WORK TO DO.
Can you render the records below as a JSON list of strings, one string per line, with blank lines left out?

● ● ● ● ●

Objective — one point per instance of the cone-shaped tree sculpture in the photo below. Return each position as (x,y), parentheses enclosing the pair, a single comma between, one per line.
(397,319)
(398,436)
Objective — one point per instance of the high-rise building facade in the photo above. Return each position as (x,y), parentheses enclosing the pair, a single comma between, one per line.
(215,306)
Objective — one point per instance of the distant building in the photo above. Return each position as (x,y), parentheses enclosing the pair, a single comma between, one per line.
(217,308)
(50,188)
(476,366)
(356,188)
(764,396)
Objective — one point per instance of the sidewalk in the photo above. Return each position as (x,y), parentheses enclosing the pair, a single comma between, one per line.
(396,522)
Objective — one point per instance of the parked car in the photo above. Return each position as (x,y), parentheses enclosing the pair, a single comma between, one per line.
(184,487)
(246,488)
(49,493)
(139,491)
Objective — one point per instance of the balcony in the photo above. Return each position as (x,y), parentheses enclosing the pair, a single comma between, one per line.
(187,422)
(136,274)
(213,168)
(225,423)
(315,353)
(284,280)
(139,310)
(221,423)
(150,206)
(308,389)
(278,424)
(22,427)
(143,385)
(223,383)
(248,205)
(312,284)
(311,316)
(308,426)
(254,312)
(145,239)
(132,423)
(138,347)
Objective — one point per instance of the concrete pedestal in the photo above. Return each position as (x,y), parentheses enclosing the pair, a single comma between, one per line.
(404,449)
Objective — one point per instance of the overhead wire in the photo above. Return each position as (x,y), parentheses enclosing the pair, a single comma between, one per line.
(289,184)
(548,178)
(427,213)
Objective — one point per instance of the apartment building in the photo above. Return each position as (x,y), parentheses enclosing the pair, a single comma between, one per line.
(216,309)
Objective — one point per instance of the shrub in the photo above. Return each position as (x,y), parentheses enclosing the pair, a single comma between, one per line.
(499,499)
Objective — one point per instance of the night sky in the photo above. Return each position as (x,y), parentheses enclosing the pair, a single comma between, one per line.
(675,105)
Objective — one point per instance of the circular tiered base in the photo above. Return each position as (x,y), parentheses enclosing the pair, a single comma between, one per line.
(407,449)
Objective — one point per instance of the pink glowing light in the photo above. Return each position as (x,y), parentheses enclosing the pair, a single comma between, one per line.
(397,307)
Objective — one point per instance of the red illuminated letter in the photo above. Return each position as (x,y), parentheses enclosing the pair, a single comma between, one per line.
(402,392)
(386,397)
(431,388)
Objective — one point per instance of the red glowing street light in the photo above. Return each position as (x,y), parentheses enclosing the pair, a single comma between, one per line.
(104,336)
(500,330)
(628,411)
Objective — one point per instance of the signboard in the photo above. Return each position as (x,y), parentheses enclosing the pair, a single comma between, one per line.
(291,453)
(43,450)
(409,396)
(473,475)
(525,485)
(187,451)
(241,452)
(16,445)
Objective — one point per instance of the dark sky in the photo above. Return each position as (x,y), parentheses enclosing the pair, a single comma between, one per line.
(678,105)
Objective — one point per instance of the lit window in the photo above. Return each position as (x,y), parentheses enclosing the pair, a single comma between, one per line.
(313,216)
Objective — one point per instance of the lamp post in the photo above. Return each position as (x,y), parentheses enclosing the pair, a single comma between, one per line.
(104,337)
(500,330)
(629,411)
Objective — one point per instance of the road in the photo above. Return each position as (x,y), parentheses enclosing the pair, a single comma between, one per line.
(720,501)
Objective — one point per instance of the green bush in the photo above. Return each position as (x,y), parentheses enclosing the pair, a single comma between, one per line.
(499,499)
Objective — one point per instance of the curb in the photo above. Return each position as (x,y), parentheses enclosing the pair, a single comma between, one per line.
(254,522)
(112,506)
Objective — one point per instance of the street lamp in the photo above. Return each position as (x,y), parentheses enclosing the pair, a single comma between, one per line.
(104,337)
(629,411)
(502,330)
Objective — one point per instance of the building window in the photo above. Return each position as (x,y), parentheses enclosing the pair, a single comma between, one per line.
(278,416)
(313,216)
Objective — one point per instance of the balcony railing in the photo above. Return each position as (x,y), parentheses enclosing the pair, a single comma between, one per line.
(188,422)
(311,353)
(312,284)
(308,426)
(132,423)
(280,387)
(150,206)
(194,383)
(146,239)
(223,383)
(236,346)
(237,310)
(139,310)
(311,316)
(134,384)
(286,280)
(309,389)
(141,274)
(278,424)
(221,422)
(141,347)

● ● ● ● ●

RESPONSE FOR THIS EXERCISE.
[
  "Objective — one point per instance of the cone-shaped tree sculpture in the photo below. Return each position as (x,y), parentheses enclosing the pair, a single comma between, one per line.",
  "(397,319)",
  "(398,436)",
  "Objective — one point per instance of the high-rise building facade in the photo above. Return each position as (x,y), parentheses enclosing the pair, a single comma between, one per line.",
  "(215,306)",
  "Objective — one point per instance of the distant building in the photo above. Return each position as (x,y), parentheses enclosing the pair, a single comma between, one per line.",
  "(217,308)",
  "(50,188)",
  "(476,366)",
  "(356,188)",
  "(764,396)",
  "Objective — one point per instance of the sidewalk in the photo above. Return each position as (x,y), parentheses enclosing the pair, a single comma between, one per line.",
  "(396,522)",
  "Objective — one point per instance of the parked car in the photo above. Return each position as (x,y), parentheses enclosing the pair, a single comma between, one per line.",
  "(184,487)",
  "(246,488)",
  "(49,493)",
  "(139,491)",
  "Objective — one point per instance of the balcony in the photo above. Return each position as (x,y), parentheses enclosing the pair, a single comma between, one per line.",
  "(187,422)",
  "(136,274)",
  "(213,168)",
  "(225,423)",
  "(315,353)",
  "(284,280)",
  "(139,310)",
  "(221,423)",
  "(150,206)",
  "(308,389)",
  "(278,424)",
  "(22,427)",
  "(143,385)",
  "(223,383)",
  "(248,205)",
  "(312,284)",
  "(311,316)",
  "(308,426)",
  "(254,312)",
  "(145,239)",
  "(132,423)",
  "(138,347)",
  "Objective — one point per instance of the concrete pedestal in the photo above. Return each position as (x,y), parentheses enclosing the pair, a single comma between, one per line.",
  "(404,449)",
  "Objective — one point per instance of the overhead wire in the photo above. Return each position as (x,y), parentheses enclosing the pair, a single comma between, one per line.",
  "(289,184)",
  "(548,178)",
  "(427,213)",
  "Objective — one point per instance of the apartment building in the photo above. Return each position as (x,y), parentheses enclosing the pair, a single comma between, one per line.",
  "(216,309)",
  "Objective — one point per instance of the shrub in the photo above. Return each position as (x,y), parentheses enclosing the pair, a single comma between, one per line.",
  "(499,499)",
  "Objective — one point per instance of the night sky in the photo above. Return each position as (x,y), parentheses enclosing the pair, a single comma between, one per line.",
  "(675,105)",
  "Objective — one point per instance of the circular tiered base in the photo above. Return each position as (x,y), parentheses enclosing the pair, a single comma between, one per line.",
  "(407,449)",
  "Objective — one point per instance of the pink glowing light in the photo above. Return each position as (x,y), parentheses enclosing the pair, a single comma between, one per line.",
  "(397,307)",
  "Objective — one point per instance of the red illuminated letter in the photo above. Return each position as (x,y), parentheses enclosing the pair, a single comma between, one per line.",
  "(402,392)",
  "(386,397)",
  "(431,388)",
  "Objective — one point per instance of the red glowing street light in the photo above. Return each position as (x,y), parentheses enclosing the pair, a single comma between, one per line.",
  "(104,336)",
  "(500,330)",
  "(628,411)",
  "Objective — one point per instance of the signboard in the photo above. Return each position as (x,y), parentheses enclosing the pair, a single comma between, one per line.",
  "(291,453)",
  "(43,450)",
  "(409,396)",
  "(473,475)",
  "(525,485)",
  "(187,451)",
  "(241,452)",
  "(16,445)",
  "Objective — one point per instance of the dark sky in the photo above. Return each position as (x,y), parentheses enclosing the pair, a single comma between, one per line.",
  "(678,105)",
  "Objective — one point per instance of the lit window in the photo above. Return each position as (x,y), parentheses enclosing the pair, a single comma between, one per line.",
  "(313,216)",
  "Objective — one point per instance of the lamp post in the photo above. Return each position as (x,y), parentheses enclosing the pair, a single comma between, one per line.",
  "(104,337)",
  "(500,330)",
  "(629,411)",
  "Objective — one point per instance of the road in the photo above. Return each position as (x,y), parentheses enclosing the pair, a single comma between, one per line.",
  "(720,501)",
  "Objective — one point per instance of the green bush in the photo above. Return each position as (x,y), parentheses enclosing the pair, a single comma between, one per line.",
  "(499,499)",
  "Objective — one point per instance of the curb in the photo above. Return each position as (x,y), parentheses enclosing the pair, a single comma between, one per line.",
  "(254,522)",
  "(112,506)",
  "Objective — one point per instance of the street lamp in the photo above. Return each position as (x,y), parentheses enclosing the pair, a single comma between, one per line.",
  "(104,337)",
  "(629,411)",
  "(502,330)",
  "Objective — one point per instance of the building window in the photo above. Return each position as (x,y), parentheses enclosing the pair, a single comma between, one per line.",
  "(278,416)",
  "(313,216)",
  "Objective — one point per instance of the balcony railing in the photo above. Return each position as (x,y), parentheses enclosing the pair, a single comma between, one per line.",
  "(188,422)",
  "(311,353)",
  "(312,284)",
  "(308,426)",
  "(132,423)",
  "(280,387)",
  "(150,206)",
  "(194,383)",
  "(146,239)",
  "(223,383)",
  "(236,346)",
  "(237,310)",
  "(139,310)",
  "(311,316)",
  "(134,384)",
  "(286,280)",
  "(309,389)",
  "(141,274)",
  "(278,424)",
  "(221,422)",
  "(141,347)"
]